SAN FRANCISCO - Measure it, modem it, manage it better.
In a randomized trial, patients who measured their blood pressures at home, modemed the data to physicians, and got instant computerized feedback did better at reaching blood pressure goals than did patients who got usual care, Dr. Thomas Pickering said at the annual meeting of the American Society of Hypertension.

The study, funded mainly by the National Heart, Lung, and Blood Institute, showed that the computer-aided telemetry approach reduced the use of drugs to manage white-coat hypertension and increased the use of drugs for sustained hypertension.

Telephonic transmission avoids the unreliability of patient reporting and the inconvenience of trying to interpret the patient's handwritten notes, noted Dr. Pickering of Mount Sinai Medical Center, New York.

Exercise data –
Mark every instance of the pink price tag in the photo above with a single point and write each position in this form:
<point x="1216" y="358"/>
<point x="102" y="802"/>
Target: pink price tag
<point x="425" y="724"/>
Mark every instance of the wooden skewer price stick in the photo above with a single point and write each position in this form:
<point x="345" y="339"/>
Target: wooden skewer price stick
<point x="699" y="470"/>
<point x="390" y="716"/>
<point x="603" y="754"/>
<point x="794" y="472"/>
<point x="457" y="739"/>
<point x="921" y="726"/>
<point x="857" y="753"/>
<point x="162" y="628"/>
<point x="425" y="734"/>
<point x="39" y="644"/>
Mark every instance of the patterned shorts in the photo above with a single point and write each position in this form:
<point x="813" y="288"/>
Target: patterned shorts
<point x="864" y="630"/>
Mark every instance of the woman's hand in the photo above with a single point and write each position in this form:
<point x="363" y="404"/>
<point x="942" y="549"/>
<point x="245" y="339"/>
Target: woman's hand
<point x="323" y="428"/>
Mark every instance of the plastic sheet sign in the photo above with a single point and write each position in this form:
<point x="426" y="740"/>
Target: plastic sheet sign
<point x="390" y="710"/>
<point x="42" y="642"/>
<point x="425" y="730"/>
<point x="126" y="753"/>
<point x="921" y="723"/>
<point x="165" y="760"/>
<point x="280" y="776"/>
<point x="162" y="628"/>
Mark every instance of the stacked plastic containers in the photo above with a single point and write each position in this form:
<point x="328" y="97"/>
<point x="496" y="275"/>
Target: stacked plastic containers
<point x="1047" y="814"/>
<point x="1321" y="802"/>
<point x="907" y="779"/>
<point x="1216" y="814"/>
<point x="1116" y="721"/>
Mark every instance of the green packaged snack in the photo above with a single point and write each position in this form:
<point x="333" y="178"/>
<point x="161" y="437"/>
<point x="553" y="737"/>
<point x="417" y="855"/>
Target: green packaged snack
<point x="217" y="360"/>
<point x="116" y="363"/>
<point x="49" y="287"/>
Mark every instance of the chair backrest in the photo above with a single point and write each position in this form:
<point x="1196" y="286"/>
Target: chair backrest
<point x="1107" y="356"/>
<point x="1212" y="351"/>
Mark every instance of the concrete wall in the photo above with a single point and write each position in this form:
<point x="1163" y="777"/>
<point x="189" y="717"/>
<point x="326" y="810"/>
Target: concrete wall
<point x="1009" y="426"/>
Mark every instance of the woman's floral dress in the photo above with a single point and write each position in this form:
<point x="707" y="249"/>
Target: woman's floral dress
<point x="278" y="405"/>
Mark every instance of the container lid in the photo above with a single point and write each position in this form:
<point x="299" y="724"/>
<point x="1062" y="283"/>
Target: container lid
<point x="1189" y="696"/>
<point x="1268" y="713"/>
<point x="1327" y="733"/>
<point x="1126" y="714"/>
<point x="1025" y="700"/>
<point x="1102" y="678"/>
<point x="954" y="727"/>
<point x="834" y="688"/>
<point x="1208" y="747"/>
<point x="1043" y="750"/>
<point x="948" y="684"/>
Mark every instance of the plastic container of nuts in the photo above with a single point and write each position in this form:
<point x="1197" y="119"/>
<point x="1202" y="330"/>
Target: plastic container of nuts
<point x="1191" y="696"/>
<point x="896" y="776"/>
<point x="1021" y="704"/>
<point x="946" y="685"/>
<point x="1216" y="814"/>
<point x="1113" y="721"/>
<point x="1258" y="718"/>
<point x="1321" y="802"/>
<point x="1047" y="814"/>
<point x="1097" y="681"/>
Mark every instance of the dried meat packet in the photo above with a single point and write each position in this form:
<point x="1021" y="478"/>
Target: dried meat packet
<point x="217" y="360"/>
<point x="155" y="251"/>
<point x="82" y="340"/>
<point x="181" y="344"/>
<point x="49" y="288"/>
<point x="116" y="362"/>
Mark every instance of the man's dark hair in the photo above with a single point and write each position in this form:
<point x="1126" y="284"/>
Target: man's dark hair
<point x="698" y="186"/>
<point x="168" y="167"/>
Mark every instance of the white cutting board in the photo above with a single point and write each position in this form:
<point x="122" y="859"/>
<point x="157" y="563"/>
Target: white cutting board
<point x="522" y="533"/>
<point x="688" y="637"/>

Required action –
Check each statement against the report on home blood pressure monitoring. Answer yes or no, and quote the words from the report that decide it.
1. The study was funded mainly by the National Heart, Lung, and Blood Institute.
2. The telemetry approach increased the use of drugs to manage white-coat hypertension.
3. Dr. Pickering works at Mount Sinai Medical Center in New York.

Written response –
1. Yes: "funded mainly by the National Heart, Lung, and Blood Institute"
2. No: "reduced the use of drugs to manage white-coat hypertension"
3. Yes: "Dr. Pickering of Mount Sinai Medical Center, New York"